▶ **Work instructions**
Continue the news report below on World Trade Center dust and cancer coverage under the 9/11 health program, starting after its last sentence.
::: Text provided :::
Two major medical studies have concluded there were no "significant" increases in deaths or cancer among people exposed to dust from the World Trade Center, but firefighter advocacy groups are arguing the opposite, saying the numbers are telling enough to indicate a strong correlation between the ground zero dust and increased cancer cases. Andrew Siff reports.
A new medical study supports the argument for including cancers on a list of World Trade Center-linked diseases that qualify for assistance under the national Sept. 11 health program, federal lawmakers said Wednesday.
"The evidence is now compelling," said U.S. Rep. Jerrold Nadler, standing with Reps. Carolyn Maloney, Charles Rangel and Nydia Velazquez at the entrance to the subway station at the trade center site in lower Manhattan. "It's essential that we do this."
They say a recently published study of cancer cases among firefighters exposed to World Trade Center dust from the Sept. 11 attacks supports including cancer to the program's list of diseases.
The lawmakers said they filed a petition with the administrator of the 9/11 health program to require an immediate review of the study, which was published last week in the medical journal The Lancet, and to consider adding coverage for cancers.
The study said the nearly 9,000 firefighters who were exposed to the trade center were 19 percent more likely to have cancer than firefighters who didn't work down near the pile.
The study did note a few potentially worrisome trends, including an unexpected number of thyroid cancers. But cancers can take decades to develop, and the authors of the study cautioned that the seven-year period the study covered might be too brief to make anything but qualified interpretations.
The administrator of the 9/11 Health Program said this past summer that a review of medical evidence failed to support adding cancer to a list of trade center-linked diseases, and the law -- known as the Zadroga Act -- does not pay for benefits in cancer cases.
::: Information :::
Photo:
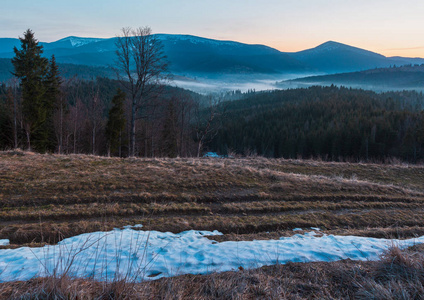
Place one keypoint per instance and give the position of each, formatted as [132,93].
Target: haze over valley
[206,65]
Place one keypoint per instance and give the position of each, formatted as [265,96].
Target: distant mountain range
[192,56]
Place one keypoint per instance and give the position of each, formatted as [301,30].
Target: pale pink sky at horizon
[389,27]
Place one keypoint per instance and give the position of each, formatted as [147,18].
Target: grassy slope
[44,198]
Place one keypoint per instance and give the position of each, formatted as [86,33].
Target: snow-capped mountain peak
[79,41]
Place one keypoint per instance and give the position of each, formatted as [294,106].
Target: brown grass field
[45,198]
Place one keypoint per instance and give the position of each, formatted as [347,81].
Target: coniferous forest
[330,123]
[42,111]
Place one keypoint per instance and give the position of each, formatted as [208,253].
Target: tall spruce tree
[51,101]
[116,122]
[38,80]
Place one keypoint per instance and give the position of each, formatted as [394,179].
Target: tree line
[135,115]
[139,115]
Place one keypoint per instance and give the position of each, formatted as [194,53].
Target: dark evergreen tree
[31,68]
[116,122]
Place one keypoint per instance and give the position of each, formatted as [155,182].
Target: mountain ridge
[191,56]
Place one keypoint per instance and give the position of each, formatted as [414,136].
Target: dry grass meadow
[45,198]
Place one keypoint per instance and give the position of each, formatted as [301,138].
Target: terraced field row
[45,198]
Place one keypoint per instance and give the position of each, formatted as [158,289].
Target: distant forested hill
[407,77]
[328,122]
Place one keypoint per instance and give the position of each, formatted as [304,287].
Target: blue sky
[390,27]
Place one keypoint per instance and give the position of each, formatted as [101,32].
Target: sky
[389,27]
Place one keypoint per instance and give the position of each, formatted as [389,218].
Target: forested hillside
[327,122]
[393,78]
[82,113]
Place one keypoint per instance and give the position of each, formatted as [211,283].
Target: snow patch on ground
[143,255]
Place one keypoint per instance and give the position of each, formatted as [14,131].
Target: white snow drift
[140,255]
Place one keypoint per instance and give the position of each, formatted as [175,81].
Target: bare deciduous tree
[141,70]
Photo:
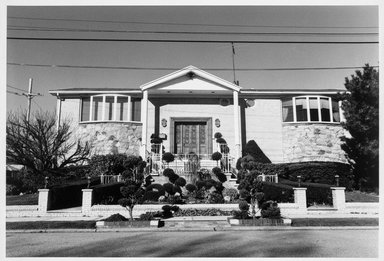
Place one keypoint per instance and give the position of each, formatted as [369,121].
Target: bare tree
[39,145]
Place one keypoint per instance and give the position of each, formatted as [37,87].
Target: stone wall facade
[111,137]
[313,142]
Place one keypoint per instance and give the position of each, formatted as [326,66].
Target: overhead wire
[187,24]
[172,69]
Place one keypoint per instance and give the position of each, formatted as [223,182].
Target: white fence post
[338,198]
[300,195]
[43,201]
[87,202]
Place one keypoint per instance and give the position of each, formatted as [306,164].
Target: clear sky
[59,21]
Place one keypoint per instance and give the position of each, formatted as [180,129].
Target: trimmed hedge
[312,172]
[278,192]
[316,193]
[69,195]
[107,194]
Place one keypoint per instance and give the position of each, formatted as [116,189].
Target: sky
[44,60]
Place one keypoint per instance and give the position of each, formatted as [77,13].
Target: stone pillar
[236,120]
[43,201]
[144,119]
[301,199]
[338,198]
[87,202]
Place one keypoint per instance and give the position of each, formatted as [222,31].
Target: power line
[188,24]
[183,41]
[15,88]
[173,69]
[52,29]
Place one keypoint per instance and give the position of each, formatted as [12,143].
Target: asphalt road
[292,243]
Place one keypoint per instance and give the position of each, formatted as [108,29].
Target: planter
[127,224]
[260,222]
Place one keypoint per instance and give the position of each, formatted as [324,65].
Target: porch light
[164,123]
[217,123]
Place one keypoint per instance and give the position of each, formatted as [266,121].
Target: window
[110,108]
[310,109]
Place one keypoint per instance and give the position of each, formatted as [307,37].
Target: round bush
:::
▶ **Expected answer**
Federal lawmakers said the new study was still sufficient to revisit the administrator's decision of whether to add cancers to a list of diseased covered under the James Zadroga 9/11 Health and Compensation Act.
"We don't want to wait until all of the evidence is in," said Rangel, who called the study "a tremendous medical bit of evidence." He said people who were sick could not afford to wait.
Nadler said that they have "always known that many of the chemicals in that that toxic brew that people were breathing causes cancer." And he said they knew with "moral certainty" that a link between 9/11 and cancers existed, but did not have the peer-reviewed studies to support that — until now.
"It would be inhuman to wait for more and more evidence," he said.
Maloney said it was "a definitive study for firefighters, and that's a very healthy portion of our population" of those who were exposed at ground zero.
But she said she would let the medical experts who consult with the 9/11 health program administrator to make the final determination of whether the study is enough to support adding cancers.
"I won't be content, but they have to rely on medical evidence," she said.